**What to do**
Write out again, word for word, the lines of the listing from the line that contains "Please place a dot on the white balcony" up to and including the final line of the listing, leaving out the pictures.

+++ Task inputs +++

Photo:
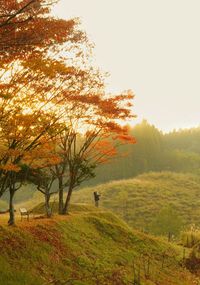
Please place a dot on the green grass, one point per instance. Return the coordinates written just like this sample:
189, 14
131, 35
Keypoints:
88, 248
138, 201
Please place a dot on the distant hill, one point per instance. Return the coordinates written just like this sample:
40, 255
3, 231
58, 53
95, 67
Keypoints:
88, 248
177, 151
139, 200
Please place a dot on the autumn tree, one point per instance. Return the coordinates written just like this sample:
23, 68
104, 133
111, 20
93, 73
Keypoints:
45, 93
26, 28
27, 35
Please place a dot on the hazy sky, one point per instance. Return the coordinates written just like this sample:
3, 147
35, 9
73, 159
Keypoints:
151, 47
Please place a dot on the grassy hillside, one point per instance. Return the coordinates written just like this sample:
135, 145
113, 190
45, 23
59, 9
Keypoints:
139, 200
87, 248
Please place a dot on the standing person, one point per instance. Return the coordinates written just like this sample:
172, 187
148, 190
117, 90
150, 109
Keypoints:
96, 198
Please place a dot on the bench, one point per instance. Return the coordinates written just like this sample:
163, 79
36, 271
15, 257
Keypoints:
24, 213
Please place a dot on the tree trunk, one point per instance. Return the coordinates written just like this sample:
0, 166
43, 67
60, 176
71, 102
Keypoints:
61, 203
11, 208
47, 206
66, 206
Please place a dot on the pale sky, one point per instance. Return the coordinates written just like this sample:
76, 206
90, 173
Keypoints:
151, 47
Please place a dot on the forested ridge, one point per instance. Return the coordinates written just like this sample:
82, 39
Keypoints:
177, 151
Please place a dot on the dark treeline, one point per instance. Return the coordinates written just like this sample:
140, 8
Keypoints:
177, 151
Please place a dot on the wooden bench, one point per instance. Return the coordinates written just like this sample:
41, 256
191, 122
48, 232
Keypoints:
24, 213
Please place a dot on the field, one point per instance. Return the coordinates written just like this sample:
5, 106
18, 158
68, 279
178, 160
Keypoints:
86, 248
139, 200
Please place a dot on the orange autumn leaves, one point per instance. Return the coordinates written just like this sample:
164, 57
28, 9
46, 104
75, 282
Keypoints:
43, 93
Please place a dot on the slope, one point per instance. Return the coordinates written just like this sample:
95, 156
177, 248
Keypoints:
139, 200
88, 248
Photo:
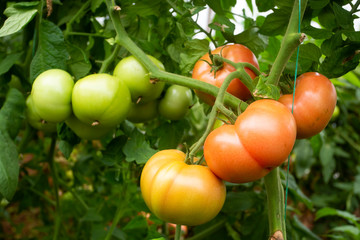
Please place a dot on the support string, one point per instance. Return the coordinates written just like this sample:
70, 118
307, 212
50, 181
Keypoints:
292, 111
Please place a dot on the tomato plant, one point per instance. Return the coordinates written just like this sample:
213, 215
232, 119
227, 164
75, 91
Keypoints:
34, 118
51, 95
86, 131
101, 99
176, 102
261, 139
234, 52
137, 79
178, 193
143, 112
314, 103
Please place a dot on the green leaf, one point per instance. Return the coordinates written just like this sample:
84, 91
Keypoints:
240, 201
327, 161
266, 90
264, 6
12, 112
252, 39
304, 229
343, 17
51, 52
275, 23
348, 229
317, 33
79, 64
9, 166
303, 157
193, 50
18, 18
92, 215
8, 62
113, 152
137, 148
327, 211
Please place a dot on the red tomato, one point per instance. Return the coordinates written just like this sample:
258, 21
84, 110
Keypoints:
261, 139
314, 103
179, 193
235, 53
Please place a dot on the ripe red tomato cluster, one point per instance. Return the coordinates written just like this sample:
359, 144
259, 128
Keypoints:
94, 105
234, 52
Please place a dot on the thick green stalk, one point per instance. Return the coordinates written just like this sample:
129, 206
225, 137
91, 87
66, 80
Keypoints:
292, 39
274, 189
275, 202
123, 39
50, 159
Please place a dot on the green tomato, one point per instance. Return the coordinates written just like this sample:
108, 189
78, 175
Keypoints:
86, 131
176, 102
34, 118
137, 78
143, 112
51, 93
101, 99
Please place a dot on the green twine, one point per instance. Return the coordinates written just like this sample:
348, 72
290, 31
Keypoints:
292, 111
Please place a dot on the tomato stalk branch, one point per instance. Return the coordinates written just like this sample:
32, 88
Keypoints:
214, 111
54, 175
124, 40
292, 39
275, 201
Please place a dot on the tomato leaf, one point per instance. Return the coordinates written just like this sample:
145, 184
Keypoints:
9, 166
12, 112
137, 148
51, 52
266, 90
18, 17
113, 153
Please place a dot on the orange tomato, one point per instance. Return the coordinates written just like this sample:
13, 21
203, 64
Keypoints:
314, 103
236, 53
179, 193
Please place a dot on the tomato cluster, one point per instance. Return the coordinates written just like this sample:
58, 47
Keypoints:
97, 103
235, 52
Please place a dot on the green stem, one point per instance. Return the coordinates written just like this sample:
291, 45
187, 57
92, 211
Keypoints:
123, 39
119, 214
106, 63
72, 20
212, 116
275, 201
177, 232
292, 39
210, 230
50, 160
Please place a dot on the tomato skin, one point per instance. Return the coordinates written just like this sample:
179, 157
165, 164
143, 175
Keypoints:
261, 139
51, 94
314, 103
229, 160
176, 102
235, 53
137, 79
179, 193
86, 131
143, 112
34, 118
101, 99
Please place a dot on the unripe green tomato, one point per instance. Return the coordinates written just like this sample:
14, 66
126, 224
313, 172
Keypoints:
35, 120
51, 93
143, 112
137, 79
101, 99
176, 102
86, 131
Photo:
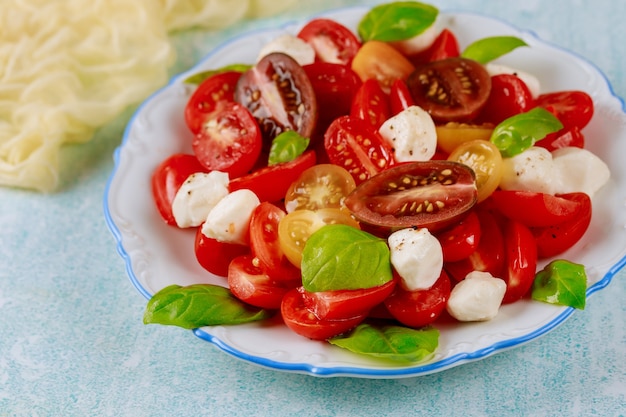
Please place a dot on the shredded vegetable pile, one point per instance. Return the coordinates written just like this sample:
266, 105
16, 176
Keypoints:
68, 67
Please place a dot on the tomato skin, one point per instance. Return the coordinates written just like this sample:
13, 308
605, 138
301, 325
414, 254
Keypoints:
215, 89
304, 322
371, 103
556, 239
229, 140
431, 194
215, 256
509, 96
422, 307
534, 209
356, 145
451, 90
461, 240
167, 179
270, 183
573, 108
521, 260
331, 41
252, 285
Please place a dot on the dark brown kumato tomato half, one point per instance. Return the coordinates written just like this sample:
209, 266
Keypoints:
451, 90
431, 194
279, 94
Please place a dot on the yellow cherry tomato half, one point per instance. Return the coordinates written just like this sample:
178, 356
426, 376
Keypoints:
485, 159
453, 134
295, 228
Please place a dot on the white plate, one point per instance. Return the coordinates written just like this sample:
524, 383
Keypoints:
157, 255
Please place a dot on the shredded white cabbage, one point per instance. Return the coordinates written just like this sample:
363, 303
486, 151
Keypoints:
68, 67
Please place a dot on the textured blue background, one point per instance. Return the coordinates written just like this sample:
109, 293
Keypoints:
72, 342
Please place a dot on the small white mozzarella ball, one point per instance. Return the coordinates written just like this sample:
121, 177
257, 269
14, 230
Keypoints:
529, 79
531, 170
229, 220
412, 134
290, 45
477, 298
197, 196
580, 171
417, 257
420, 42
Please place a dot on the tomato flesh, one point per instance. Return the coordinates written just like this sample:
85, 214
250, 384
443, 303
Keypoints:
431, 194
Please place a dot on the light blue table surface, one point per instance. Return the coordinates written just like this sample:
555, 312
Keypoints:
72, 342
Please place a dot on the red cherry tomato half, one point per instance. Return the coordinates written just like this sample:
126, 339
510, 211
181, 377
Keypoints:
229, 140
167, 179
422, 307
573, 108
460, 240
215, 256
252, 285
451, 90
356, 145
271, 183
534, 209
265, 244
304, 322
509, 96
346, 303
521, 260
215, 89
279, 94
431, 194
556, 239
371, 103
331, 41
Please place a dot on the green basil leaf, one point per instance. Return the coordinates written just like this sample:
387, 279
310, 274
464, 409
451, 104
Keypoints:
518, 133
286, 147
397, 21
199, 305
561, 282
341, 257
487, 49
395, 343
199, 77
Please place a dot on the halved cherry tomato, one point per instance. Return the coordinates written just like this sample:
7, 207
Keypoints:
521, 260
509, 96
279, 94
488, 256
342, 304
356, 145
167, 179
265, 244
485, 159
296, 227
215, 256
215, 89
534, 209
461, 240
431, 194
573, 108
321, 186
371, 103
229, 140
249, 283
331, 41
270, 183
556, 239
453, 89
445, 46
304, 322
382, 62
421, 307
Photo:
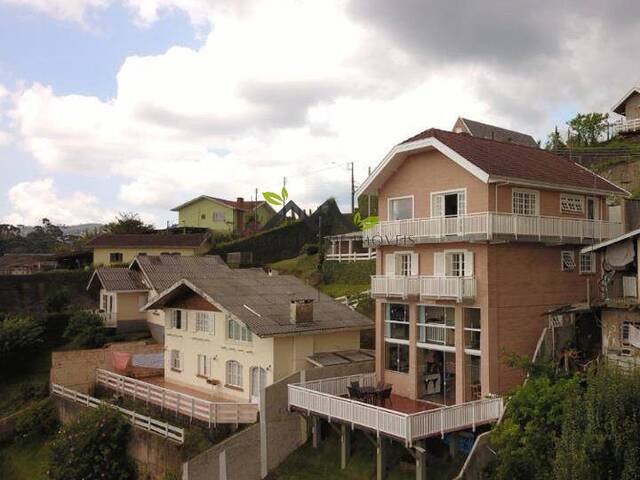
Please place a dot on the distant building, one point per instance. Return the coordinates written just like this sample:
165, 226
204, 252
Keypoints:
118, 249
491, 132
629, 107
223, 216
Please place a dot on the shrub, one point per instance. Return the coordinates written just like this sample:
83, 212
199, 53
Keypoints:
40, 420
19, 336
58, 300
85, 330
93, 446
310, 248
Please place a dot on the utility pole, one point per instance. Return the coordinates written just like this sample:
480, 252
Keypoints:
353, 190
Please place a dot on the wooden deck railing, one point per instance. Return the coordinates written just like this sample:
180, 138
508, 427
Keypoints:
487, 225
326, 397
144, 422
188, 405
456, 288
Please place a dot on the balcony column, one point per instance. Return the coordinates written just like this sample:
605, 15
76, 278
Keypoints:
460, 357
414, 368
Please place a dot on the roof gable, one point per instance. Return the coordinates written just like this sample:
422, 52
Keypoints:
490, 160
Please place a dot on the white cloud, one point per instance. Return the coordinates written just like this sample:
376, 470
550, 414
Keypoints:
33, 201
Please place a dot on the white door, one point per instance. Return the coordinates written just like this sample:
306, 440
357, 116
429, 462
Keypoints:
258, 382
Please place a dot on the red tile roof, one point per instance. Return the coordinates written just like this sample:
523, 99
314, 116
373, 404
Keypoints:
517, 161
160, 240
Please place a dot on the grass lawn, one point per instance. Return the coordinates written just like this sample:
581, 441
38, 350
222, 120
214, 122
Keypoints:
24, 462
307, 463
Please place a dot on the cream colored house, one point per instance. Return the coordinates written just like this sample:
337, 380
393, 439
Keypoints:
239, 331
121, 249
121, 292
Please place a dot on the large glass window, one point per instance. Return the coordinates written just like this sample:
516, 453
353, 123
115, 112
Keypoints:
472, 329
397, 357
401, 208
396, 321
436, 325
525, 202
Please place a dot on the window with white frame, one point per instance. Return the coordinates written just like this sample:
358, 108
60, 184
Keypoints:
176, 360
571, 203
567, 261
234, 373
588, 262
400, 208
396, 321
524, 202
204, 322
203, 365
176, 319
237, 331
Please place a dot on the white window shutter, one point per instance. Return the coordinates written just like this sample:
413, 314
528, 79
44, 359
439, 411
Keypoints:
437, 207
438, 264
390, 264
415, 264
468, 264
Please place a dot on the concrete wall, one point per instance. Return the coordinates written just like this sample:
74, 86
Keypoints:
154, 456
76, 369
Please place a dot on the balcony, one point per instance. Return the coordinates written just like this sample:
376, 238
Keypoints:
446, 288
626, 126
489, 226
328, 398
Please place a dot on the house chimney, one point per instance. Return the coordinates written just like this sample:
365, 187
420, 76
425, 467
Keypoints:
301, 311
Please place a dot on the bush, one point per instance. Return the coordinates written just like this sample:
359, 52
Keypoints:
58, 300
85, 330
94, 446
310, 248
40, 420
19, 336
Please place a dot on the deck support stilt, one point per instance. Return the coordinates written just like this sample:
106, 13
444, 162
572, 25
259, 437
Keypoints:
420, 456
345, 445
315, 431
381, 459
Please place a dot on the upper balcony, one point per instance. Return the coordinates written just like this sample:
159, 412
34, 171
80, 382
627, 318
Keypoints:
490, 226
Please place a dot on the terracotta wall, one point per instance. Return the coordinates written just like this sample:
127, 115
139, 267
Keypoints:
428, 172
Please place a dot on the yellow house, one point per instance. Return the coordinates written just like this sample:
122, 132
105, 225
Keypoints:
224, 216
234, 333
121, 249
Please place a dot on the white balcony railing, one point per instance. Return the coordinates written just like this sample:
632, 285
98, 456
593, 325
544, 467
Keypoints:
327, 398
632, 125
453, 288
489, 225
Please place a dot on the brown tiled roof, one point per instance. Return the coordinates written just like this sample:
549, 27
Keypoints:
162, 271
518, 162
484, 130
156, 240
262, 302
118, 279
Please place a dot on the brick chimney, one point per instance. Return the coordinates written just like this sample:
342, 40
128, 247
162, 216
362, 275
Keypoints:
301, 311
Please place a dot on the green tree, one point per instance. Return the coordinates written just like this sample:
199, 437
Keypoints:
128, 222
85, 330
93, 447
587, 129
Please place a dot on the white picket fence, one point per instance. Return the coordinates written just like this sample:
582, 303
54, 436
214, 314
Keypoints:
325, 397
487, 225
144, 422
211, 412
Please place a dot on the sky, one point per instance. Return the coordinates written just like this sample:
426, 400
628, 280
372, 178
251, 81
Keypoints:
111, 106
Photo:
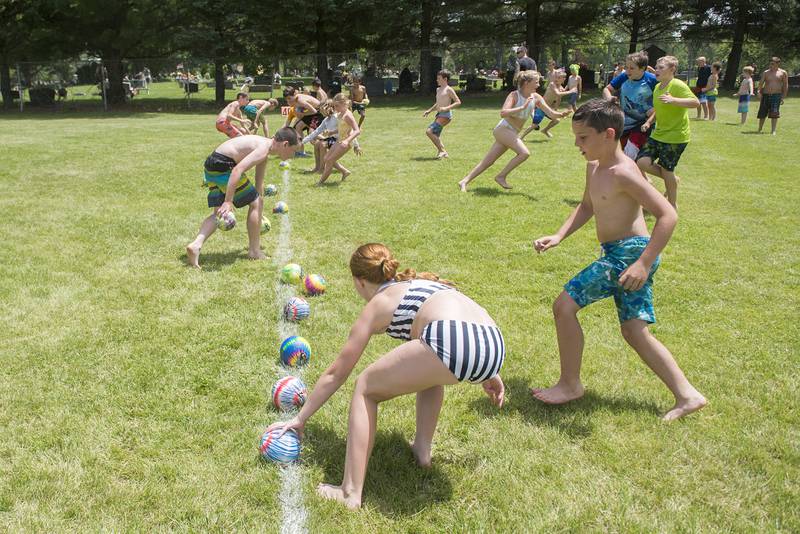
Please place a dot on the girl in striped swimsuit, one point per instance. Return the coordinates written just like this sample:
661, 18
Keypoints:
448, 339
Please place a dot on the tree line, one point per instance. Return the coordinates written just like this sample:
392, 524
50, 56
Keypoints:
227, 30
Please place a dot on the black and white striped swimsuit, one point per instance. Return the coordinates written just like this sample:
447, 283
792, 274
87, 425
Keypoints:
472, 352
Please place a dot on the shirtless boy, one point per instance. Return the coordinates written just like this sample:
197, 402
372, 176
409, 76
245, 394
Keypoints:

+++

**The answer**
Please place a dot on the white balcony railing, one point per instance. Return the coordinates written just like this sample:
632, 285
98, 456
593, 325
544, 467
Keypoints:
327, 398
632, 125
453, 288
489, 225
Please place a dot on the brown tiled roof, one point per instance. Return the coordinates written just like this sample:
549, 27
Keypoints:
162, 271
518, 162
484, 130
156, 240
262, 302
118, 279
Please place a dot on the brick chimney, one point per instance. Return the coordinates written just like this sample:
342, 40
128, 247
162, 216
362, 275
Keypoints:
301, 311
Please place a dot on the green tree, one point per instance. Return the coordinates written just like this sample:
199, 437
Keypoints:
128, 222
85, 330
93, 447
587, 129
Please place a dot on the white picket fence, one point per instance. Return the coordinates written just like this sample:
582, 303
54, 436
214, 314
Keypoints:
325, 397
487, 225
144, 422
211, 412
Please place a dot on the sky, one point per instance. Return the coordinates written just like this sample:
426, 400
628, 280
372, 178
251, 81
Keypoints:
111, 106
Photo:
Please place a dot on the girl in striped swimsuit, one point per instance. Return the coordinates written just like this sample:
661, 18
Keypoints:
448, 339
Please place a dot on the tree line, one point per instance. Return the coordinates written just like this sample:
392, 524
50, 56
Keypoints:
227, 30
Please place a dot on the black and white striped swimsuit, one point per instance. Return the coordinates written just like this sample:
447, 283
792, 274
87, 425
Keypoints:
472, 352
Please place a dot on the shirtless boy, one point per instance. Return the coordinates written just like this sample:
197, 402
372, 176
409, 76
245, 394
Keypoints:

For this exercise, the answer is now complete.